§ What the exercise asks: Can you quote, word for word, every line from the first line of the records below through the line containing "box: [109, 13, 141, 63]", and nothing else?
─── Data for this exercise ───
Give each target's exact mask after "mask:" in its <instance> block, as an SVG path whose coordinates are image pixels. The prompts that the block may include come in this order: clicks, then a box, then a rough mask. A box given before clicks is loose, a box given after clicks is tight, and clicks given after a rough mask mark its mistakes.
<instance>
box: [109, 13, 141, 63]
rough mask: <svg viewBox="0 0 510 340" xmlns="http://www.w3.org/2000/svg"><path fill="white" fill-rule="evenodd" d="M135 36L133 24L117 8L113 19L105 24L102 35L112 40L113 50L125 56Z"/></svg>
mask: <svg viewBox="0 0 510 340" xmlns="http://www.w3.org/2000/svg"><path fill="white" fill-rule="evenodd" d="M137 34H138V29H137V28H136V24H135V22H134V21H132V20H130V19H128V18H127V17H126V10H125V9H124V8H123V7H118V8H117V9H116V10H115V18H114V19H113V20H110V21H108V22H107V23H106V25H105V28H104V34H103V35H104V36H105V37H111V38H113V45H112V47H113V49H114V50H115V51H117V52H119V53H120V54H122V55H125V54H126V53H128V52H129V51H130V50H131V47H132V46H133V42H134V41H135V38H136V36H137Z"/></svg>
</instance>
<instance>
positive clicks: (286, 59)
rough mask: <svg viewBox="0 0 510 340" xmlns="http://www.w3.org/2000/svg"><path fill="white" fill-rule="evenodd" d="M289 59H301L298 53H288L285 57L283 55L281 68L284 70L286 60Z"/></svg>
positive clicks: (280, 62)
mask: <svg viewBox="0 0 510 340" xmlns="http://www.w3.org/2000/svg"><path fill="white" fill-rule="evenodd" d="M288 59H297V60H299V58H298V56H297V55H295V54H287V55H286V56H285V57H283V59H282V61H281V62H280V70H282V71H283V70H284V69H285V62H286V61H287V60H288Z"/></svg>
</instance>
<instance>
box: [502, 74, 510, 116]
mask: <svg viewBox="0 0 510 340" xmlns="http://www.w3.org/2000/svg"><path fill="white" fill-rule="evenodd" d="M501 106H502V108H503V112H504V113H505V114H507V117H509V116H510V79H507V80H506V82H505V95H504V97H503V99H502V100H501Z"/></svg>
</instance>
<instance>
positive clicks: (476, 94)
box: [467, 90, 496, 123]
───
§ Exercise response:
Give each target's exact mask after "mask:" in its <instance> block, as an SVG path whose coordinates are image pixels. The prompts that the block may include come in this order: clicks, then a box, then a rough mask. A box given before clicks is loose, a box given after clicks is tight, and clicks given after a rough mask mark its mistakes.
<instance>
box: [109, 13, 141, 63]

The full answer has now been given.